→ TASKS
a) Reprint the listing from its first line through the line that contains "[(377, 159)]", substituting "mark" for "indicate" and leaving everything else unchanged.
b) Please extend the article about the Veneto exhibition trilogy, picking up right after its last sentence.

Treviso, kicks off a trilogy of exhibitions on Veneto's contribution to 20th century art


Crocetta del Montello (Treviso) is the start of a trilogy of exhibitions aimed at highlighting Veneto's contribution to 20th-century Italian art.

From September 12, 2020, to December 27, 2020, the exhibition 1910-1940: the silent revolution of art in Veneto, from Gino Rossi, to Guidi and de Pisis, curated by Antonella Alban and Giovanni Granzotto with the collaboration of Stefano Cecchetto, is scheduled in Crocetta del Montello (Treviso), at the Villa Ancilotto venue. This is the first stage of a broader exhibition itinerary promoted by the City of Crocetta del Montello that, over the three-year period 2020-2022, aims to recount the importance of Venetian painting in the evolution of twentieth-century Italian art, starting from the dawn of the twentieth century and arriving at the 2000s. According to the curators, the contribution of Veneto art was decisive because it developed through the continuous confrontation between a stronghold of artistic and pictorial tradition such as the Accademia di Venezia, one of the most important Academies in the world, and the Biennale delle Arti, a meeting point and at the same time a stage for all new artistic adventures.

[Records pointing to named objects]
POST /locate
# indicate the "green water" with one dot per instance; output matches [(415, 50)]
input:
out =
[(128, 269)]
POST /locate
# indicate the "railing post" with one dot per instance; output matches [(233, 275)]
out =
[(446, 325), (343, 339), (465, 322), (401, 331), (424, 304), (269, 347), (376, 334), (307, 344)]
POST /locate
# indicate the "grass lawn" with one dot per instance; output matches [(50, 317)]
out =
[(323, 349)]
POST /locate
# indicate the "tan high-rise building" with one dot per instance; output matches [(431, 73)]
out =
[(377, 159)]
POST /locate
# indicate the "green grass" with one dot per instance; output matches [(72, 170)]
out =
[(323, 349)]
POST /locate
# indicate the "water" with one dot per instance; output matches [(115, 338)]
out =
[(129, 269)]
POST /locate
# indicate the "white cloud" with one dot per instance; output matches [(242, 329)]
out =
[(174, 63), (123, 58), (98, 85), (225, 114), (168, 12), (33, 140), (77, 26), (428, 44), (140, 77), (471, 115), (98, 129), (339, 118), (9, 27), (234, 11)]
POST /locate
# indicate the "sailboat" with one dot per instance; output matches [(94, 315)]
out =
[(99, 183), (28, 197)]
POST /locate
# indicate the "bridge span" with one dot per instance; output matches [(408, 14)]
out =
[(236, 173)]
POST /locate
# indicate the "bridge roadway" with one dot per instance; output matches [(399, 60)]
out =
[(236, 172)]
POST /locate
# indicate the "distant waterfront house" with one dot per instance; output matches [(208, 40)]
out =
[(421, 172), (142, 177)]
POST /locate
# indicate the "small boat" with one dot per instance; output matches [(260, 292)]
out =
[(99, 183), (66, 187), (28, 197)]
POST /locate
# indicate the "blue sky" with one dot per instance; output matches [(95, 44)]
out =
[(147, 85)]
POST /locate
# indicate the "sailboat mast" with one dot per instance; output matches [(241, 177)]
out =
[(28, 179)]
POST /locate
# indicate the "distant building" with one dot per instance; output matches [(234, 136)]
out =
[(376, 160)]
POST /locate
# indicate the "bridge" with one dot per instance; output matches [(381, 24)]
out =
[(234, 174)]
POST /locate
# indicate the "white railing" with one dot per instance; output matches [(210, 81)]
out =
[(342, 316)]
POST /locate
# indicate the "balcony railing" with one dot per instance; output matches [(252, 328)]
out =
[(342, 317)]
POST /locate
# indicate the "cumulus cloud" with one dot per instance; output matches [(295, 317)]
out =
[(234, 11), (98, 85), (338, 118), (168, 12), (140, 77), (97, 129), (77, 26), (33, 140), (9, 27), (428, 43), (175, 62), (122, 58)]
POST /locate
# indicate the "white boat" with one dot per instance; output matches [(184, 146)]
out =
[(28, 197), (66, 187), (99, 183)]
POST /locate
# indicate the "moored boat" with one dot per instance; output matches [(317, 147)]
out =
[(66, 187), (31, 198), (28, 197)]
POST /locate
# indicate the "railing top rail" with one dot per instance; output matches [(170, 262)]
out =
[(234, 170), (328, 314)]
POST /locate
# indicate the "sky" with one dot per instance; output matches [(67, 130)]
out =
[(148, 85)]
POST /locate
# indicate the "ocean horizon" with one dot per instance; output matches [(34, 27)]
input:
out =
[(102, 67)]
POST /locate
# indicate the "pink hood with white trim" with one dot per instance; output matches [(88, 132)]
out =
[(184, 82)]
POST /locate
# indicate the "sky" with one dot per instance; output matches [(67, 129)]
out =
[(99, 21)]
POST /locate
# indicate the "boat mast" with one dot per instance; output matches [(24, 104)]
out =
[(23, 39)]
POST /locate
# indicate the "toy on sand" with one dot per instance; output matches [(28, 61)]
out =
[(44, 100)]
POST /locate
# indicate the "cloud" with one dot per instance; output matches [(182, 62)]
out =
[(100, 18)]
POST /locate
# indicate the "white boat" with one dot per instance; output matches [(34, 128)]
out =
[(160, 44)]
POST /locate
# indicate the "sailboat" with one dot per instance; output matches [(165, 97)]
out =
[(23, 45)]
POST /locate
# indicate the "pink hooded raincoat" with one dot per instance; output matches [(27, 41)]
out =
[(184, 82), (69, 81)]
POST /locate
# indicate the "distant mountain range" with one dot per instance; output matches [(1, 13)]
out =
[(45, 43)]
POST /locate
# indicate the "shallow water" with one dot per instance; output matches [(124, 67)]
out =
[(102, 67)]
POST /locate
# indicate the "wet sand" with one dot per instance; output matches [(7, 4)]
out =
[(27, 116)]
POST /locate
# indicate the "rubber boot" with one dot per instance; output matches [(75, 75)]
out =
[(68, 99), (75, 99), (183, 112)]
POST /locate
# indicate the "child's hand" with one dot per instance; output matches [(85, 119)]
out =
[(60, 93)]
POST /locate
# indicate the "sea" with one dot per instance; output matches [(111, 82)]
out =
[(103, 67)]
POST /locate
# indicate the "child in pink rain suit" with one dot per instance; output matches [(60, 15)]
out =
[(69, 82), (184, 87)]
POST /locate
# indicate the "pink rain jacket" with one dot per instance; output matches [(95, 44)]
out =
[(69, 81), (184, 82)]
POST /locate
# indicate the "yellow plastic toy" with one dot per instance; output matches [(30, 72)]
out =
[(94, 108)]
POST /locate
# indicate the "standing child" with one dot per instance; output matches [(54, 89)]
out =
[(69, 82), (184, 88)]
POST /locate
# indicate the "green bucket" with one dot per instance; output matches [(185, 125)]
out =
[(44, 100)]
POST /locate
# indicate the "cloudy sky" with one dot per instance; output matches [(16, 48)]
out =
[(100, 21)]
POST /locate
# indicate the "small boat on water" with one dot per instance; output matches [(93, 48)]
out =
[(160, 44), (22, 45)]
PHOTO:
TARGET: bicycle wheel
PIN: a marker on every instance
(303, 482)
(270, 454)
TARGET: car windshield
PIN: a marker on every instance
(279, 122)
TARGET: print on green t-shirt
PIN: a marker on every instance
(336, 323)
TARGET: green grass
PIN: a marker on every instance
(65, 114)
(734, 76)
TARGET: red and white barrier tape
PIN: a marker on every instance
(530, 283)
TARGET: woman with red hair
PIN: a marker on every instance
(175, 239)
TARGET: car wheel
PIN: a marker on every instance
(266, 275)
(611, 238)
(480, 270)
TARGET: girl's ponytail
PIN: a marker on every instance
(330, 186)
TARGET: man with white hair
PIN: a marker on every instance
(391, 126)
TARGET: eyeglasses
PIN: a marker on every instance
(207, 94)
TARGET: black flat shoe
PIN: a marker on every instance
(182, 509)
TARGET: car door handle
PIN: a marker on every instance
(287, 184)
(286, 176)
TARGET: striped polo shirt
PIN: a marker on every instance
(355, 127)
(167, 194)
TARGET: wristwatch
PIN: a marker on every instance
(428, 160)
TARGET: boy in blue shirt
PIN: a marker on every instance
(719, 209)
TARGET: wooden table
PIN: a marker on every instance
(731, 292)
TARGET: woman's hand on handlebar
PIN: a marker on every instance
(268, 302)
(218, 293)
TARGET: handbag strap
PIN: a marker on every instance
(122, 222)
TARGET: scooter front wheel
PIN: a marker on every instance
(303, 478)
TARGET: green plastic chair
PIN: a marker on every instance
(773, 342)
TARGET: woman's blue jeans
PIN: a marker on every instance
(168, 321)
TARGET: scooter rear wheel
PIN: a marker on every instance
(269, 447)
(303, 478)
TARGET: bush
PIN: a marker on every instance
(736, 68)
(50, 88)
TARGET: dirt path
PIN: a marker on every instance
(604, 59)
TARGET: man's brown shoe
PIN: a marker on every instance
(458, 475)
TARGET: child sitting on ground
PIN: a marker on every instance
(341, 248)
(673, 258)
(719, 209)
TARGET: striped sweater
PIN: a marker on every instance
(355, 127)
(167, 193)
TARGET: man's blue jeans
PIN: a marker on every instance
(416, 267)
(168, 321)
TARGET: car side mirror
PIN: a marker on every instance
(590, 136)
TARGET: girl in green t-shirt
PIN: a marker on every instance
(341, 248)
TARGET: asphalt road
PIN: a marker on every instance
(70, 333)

→ RESULTS FOR EACH TASK
a)
POST /locate
# mark the "green water" with one dot per instance; output matches [(415, 50)]
input:
out =
[(128, 269)]
POST /locate
# mark the "railing post" with one dot per instance; output matches [(233, 275)]
out =
[(446, 325), (343, 339), (465, 322), (401, 331), (424, 304), (269, 347), (376, 334), (307, 344)]
POST /locate
# mark the "grass lawn" with one dot per instance; output matches [(50, 317)]
out =
[(323, 349)]
POST /locate
# mark the "tan high-rise building" with one dot per instance; output matches [(431, 73)]
out =
[(377, 159)]

b)
The first exhibition of the trilogy intends to focus on the contribution of the experiences of Gino Rossi (Venice, 1884 - Treviso, 1947), the artists of the Burano School and other masters, including mainly Virgilio Guidi (Rome, 1891 - Venice, 1984) and Filippo De Pisis (Ferrara, 1896 - Brugherio, 1956). In the spaces of Villa Ancilotto, former site of today’s Civic Library and Natural History Museum, the exhibition will be organized around a central core of paintings from the 1910s and 1920s, with artists linked to theexperience of the Burano School, especially Gino Rossi, Umberto Moggioli and Pio Semeghini, that is, painters who transported to this lonely and protected edge of the lagoon the atmospheres of the Nabis and the bright palettes of the Fauves, but always mitigated and softened by the Venetian light. Then will be added a substantial body of works, executed in the 1920s and 1930s, by Filippo de Pisis and Virgilio Guidi and a selection of works by another genius of the happy season in Burano, Arturo Martini. The itinerary continues with works by Cagnaccio di San Pietro, Guido Cadorin, Teodoro Wolf-Ferrari, Felice Carena, Fiorenzo Tomea, Nino Springolo and others, in a constant confrontation between the great tradition of Venetian painting and the most advanced stimuli and announcements of modernity, propelled by the winds of the Viennese Secession, Expressionism, Futurism and Metaphysics.

Rounding out the exhibition is a selection of late 19th-century works by leading exponents of Venetian painting, such as Guglielmo Ciardi (the true founder of modern landscape painting), Pietro Fragiacomo, Luigi Nono, Giacomo Favretto, Ettore Tito, and Luigi Cima, which will tell the story of the context in which the pictorial instances of Gino Rossi and the other masters developed.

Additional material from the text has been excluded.